— Instruction —
List every line in the entries below that contains the word "vent".

Box-labeled dataset extracts
------------------------------

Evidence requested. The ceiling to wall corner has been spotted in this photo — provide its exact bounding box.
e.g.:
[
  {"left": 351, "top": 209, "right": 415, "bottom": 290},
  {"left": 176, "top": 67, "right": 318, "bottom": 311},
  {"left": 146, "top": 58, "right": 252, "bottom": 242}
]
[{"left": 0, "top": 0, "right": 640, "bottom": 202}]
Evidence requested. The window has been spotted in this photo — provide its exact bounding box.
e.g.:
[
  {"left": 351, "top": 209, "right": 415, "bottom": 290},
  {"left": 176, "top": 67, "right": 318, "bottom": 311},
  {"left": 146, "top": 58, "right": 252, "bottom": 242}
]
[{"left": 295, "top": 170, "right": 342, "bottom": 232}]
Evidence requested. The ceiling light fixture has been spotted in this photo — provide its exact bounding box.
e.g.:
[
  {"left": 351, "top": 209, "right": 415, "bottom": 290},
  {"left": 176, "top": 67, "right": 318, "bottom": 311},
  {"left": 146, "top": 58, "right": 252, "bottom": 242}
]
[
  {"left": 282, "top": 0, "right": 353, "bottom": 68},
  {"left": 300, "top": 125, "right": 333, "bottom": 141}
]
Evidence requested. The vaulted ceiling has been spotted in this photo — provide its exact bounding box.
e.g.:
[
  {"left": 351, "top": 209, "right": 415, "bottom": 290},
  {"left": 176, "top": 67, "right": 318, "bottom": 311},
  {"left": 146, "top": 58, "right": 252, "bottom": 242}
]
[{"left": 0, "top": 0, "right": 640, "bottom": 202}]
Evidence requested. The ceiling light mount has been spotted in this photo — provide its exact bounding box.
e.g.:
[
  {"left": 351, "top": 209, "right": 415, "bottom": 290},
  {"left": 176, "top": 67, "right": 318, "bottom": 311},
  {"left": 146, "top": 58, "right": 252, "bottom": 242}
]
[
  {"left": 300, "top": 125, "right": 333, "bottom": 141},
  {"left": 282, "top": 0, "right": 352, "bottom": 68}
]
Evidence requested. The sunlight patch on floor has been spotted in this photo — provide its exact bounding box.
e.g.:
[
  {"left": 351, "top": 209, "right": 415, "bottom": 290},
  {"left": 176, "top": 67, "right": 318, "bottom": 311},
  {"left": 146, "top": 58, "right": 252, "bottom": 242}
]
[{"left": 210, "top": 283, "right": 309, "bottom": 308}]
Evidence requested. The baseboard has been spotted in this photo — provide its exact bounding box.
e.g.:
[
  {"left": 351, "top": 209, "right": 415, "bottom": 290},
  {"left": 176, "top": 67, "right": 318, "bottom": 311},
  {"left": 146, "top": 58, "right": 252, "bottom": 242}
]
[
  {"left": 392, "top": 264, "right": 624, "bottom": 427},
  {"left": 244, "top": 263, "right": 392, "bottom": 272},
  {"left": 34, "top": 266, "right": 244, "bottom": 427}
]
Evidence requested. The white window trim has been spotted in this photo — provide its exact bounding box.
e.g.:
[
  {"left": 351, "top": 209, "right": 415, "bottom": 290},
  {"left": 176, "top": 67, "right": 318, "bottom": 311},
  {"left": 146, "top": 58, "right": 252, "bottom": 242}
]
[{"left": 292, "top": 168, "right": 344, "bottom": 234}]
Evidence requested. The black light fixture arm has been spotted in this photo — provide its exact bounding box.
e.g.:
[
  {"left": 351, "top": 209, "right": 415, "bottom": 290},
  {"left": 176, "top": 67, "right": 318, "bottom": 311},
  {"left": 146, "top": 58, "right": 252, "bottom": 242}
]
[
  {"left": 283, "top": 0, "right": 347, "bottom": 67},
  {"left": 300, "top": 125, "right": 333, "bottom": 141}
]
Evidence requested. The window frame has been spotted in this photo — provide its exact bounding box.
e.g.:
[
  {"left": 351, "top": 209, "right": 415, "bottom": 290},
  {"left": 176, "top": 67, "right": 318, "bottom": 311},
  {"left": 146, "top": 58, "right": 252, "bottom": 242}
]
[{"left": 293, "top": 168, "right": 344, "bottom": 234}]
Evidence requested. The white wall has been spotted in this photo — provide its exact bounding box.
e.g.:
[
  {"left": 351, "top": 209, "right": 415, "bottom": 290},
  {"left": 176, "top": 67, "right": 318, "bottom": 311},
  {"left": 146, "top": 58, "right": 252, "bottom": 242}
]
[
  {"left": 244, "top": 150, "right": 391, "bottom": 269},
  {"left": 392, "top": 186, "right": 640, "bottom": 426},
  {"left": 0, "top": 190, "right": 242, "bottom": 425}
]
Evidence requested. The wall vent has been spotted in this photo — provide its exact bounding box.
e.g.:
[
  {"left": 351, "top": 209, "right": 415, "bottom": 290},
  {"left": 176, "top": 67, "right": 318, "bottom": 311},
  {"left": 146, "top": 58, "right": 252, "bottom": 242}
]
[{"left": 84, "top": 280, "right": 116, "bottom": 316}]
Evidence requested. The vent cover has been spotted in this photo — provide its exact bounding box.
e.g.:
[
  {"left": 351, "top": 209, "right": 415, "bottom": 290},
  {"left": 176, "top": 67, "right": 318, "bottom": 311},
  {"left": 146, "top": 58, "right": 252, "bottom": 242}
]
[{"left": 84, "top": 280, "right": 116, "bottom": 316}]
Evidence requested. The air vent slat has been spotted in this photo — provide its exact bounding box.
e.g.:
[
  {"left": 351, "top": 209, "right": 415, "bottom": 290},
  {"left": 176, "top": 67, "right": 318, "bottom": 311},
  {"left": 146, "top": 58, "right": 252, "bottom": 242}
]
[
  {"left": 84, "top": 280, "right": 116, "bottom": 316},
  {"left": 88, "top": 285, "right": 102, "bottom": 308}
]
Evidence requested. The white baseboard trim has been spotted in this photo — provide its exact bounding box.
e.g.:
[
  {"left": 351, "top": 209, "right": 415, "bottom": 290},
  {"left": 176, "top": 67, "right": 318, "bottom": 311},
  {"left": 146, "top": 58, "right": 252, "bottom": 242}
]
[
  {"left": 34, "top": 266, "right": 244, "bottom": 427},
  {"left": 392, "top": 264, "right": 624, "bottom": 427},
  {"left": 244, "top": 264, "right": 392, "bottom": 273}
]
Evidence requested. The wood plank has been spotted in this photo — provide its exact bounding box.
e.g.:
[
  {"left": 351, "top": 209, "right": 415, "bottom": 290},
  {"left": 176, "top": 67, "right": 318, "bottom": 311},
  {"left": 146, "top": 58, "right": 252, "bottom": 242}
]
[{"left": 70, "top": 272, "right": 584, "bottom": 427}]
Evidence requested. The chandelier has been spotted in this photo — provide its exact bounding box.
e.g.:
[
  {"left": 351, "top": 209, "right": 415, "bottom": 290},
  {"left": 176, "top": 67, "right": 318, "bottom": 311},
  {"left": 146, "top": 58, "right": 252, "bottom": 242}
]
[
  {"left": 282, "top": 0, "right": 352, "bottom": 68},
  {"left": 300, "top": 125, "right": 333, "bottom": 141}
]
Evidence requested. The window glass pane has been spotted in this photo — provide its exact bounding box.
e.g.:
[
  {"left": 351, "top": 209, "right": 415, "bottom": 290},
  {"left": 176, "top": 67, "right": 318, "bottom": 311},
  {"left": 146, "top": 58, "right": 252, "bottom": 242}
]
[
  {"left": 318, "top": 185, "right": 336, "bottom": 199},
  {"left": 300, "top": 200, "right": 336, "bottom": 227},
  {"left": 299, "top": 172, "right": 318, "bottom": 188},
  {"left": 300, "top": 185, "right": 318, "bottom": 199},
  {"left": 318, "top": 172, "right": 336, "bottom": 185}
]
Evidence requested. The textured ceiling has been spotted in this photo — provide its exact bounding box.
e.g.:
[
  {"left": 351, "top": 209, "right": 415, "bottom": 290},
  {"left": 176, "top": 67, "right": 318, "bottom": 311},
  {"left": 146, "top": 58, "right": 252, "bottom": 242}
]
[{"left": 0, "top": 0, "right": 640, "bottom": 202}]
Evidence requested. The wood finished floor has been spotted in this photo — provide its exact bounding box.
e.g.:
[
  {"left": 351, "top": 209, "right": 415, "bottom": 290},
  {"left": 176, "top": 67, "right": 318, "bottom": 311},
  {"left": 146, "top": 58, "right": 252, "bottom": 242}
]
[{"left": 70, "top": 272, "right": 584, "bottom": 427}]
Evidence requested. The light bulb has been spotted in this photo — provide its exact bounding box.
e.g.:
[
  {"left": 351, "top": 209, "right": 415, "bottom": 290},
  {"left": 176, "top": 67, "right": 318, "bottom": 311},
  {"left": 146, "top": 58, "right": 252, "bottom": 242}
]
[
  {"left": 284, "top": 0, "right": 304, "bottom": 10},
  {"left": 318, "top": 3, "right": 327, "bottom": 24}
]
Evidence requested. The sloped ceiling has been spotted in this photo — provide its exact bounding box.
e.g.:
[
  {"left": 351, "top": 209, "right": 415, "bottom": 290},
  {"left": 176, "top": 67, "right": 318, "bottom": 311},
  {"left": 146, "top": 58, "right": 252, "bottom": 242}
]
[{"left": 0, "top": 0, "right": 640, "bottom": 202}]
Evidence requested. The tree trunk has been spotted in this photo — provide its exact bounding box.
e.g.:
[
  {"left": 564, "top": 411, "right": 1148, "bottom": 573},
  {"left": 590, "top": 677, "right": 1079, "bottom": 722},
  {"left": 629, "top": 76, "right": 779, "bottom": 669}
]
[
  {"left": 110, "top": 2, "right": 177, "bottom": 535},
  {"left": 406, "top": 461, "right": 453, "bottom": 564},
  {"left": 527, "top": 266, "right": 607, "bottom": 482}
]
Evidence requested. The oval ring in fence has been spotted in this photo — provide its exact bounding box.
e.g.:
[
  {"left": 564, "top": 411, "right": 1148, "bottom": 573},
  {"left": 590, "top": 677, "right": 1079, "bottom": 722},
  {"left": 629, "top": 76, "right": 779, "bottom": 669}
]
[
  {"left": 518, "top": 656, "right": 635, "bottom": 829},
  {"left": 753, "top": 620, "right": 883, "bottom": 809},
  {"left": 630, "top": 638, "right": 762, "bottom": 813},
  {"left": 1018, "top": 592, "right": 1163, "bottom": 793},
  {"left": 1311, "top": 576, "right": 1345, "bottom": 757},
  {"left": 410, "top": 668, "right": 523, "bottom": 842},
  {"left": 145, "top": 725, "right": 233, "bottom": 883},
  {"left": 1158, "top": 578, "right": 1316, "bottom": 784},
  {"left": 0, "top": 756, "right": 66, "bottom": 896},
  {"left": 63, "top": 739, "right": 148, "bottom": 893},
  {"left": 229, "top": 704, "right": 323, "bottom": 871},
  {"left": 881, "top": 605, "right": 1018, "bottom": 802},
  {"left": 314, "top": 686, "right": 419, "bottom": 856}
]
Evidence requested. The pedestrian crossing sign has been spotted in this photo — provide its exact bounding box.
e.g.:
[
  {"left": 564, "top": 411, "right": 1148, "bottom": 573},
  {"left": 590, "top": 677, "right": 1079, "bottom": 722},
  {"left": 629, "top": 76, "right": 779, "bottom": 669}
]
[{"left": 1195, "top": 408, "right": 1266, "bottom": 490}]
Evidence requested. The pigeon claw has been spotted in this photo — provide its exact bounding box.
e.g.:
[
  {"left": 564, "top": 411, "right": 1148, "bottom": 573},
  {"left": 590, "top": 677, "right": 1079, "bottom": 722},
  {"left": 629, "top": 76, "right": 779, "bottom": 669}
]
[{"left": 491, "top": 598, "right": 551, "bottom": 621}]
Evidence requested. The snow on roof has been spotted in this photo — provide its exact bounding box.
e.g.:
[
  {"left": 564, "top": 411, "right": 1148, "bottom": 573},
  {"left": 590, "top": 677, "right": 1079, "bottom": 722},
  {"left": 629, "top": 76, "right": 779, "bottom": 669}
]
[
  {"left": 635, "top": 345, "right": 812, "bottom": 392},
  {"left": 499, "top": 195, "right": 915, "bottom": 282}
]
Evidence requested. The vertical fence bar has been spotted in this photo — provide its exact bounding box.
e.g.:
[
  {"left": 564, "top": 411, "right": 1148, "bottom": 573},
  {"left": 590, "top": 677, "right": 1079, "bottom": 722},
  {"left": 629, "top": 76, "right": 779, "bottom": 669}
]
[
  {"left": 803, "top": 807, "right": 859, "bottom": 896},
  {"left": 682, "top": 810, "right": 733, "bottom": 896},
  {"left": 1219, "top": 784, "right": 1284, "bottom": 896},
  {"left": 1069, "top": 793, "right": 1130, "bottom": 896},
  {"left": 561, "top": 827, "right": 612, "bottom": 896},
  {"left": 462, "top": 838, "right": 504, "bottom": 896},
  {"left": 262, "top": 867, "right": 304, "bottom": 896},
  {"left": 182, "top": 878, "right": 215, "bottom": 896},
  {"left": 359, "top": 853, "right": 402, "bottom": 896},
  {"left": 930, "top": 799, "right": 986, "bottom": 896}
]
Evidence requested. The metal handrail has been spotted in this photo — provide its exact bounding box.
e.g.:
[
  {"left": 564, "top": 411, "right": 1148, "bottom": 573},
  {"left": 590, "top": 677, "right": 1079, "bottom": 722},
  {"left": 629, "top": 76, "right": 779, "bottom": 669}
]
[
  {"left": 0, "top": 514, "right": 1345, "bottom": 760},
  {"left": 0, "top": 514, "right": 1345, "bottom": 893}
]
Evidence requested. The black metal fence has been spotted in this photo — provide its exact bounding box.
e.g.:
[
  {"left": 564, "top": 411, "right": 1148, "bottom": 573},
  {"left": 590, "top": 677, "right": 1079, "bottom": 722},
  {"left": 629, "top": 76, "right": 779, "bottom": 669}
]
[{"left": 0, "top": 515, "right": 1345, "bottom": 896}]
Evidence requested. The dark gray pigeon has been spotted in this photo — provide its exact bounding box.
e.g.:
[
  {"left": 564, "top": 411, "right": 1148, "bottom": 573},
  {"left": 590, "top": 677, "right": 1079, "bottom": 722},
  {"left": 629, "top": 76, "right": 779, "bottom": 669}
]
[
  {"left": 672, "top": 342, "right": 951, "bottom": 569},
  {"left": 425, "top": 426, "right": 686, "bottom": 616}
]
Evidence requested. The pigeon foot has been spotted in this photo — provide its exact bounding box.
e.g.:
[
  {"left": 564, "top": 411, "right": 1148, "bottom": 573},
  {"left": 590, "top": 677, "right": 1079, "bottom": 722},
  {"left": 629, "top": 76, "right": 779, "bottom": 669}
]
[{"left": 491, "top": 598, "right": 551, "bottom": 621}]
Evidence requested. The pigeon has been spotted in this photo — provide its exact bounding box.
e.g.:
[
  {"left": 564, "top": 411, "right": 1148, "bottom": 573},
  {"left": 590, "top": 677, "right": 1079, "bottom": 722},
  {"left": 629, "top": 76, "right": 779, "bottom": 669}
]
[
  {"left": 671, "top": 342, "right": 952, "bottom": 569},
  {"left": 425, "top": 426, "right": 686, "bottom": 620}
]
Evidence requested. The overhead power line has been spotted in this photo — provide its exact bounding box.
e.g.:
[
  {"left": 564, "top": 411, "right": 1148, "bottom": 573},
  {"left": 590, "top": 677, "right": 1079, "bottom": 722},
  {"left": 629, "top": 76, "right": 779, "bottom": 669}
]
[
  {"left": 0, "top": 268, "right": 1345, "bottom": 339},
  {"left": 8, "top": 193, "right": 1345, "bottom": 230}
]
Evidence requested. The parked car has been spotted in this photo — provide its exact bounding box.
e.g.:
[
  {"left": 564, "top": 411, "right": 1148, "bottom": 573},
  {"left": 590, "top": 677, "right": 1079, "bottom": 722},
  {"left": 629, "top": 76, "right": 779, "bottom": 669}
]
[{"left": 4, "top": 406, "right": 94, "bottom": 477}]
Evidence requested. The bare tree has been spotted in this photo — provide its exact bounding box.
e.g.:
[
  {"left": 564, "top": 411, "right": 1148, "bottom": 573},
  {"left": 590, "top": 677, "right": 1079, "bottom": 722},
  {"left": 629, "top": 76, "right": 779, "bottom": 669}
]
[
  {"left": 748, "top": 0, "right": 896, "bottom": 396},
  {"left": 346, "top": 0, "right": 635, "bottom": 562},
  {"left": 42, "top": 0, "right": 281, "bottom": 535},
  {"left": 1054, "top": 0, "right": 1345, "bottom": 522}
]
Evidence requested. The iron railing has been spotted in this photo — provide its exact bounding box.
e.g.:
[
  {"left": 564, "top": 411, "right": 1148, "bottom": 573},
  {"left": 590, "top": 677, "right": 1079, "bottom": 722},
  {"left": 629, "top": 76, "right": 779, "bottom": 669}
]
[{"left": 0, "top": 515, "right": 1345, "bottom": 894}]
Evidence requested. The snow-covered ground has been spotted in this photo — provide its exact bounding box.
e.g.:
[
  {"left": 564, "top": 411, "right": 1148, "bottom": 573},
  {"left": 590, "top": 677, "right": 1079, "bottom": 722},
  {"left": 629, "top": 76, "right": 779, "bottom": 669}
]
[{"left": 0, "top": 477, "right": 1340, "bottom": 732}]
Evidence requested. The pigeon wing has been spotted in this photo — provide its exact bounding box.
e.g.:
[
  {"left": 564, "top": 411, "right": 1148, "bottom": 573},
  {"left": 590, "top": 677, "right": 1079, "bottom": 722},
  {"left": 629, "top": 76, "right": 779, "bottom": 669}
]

------------------------------

— Output below —
Evidence requested. The wall vent has been spotted in this photo — provide its exact bounding box.
Evidence requested. The vent cover has been spotted in this photo — provide its exact bounding box.
Evidence requested. The air vent slat has been spotted in this photo — provide its exact bounding box.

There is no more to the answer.